Given records:
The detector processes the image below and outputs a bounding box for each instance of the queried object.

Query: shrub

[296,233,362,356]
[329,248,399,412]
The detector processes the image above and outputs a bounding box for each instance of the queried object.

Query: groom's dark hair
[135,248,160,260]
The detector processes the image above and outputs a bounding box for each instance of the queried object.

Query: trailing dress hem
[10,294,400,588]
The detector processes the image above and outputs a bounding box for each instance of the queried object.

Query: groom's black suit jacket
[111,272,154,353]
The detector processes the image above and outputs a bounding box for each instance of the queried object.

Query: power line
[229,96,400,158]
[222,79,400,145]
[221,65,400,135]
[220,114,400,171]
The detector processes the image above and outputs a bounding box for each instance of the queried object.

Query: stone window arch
--
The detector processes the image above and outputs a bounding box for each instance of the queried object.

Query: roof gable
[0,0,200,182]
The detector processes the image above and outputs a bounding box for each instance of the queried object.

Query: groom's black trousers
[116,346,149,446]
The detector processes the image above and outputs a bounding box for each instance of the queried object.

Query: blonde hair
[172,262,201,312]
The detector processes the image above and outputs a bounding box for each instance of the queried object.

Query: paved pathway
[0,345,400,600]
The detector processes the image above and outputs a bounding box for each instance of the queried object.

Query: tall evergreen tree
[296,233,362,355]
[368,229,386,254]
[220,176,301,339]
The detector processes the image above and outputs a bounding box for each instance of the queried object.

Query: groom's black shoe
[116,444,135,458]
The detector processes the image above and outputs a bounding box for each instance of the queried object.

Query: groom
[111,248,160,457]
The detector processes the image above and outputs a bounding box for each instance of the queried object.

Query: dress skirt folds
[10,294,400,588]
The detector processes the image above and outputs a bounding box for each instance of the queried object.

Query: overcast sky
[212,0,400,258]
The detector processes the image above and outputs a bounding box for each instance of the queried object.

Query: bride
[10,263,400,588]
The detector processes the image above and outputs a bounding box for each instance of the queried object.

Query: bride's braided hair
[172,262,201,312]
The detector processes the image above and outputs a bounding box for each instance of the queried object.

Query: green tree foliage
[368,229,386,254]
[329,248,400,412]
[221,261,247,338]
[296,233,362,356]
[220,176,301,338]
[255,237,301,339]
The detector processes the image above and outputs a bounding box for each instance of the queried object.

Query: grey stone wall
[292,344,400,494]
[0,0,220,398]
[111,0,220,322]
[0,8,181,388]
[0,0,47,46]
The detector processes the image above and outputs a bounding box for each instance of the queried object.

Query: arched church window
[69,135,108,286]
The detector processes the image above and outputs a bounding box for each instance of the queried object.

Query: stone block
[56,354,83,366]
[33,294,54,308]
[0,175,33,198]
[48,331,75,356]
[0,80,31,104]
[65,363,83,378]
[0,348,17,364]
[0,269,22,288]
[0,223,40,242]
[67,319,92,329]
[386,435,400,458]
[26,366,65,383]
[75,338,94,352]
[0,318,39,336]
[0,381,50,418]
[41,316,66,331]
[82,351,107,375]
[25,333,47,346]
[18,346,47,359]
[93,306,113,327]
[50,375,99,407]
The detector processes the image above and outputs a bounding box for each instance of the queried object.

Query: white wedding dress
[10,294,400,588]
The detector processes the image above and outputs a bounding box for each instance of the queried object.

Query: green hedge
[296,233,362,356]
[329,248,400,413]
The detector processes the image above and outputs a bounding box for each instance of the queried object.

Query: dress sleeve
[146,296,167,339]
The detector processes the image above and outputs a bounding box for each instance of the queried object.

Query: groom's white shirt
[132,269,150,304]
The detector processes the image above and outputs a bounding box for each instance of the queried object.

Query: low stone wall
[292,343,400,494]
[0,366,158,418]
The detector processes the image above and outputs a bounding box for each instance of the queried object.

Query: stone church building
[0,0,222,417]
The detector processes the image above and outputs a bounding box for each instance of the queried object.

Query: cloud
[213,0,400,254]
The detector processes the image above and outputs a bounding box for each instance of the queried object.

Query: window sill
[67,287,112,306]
* * *
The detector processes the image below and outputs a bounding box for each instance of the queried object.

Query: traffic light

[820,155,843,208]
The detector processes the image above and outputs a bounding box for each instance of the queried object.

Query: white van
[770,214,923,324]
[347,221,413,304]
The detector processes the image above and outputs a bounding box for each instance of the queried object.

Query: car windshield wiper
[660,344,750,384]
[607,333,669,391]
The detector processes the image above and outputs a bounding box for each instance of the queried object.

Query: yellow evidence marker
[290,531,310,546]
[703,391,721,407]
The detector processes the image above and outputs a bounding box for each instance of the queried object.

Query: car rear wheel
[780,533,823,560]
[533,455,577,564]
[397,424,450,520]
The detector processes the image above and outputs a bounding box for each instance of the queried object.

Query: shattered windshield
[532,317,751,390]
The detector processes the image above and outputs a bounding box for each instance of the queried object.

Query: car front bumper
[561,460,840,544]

Directions:
Which lines of the records contain the word "white"? Pull out each of them and copy it in full.

Written answer:
Query: white wedding dress
Query: groom's white shirt
Query: white van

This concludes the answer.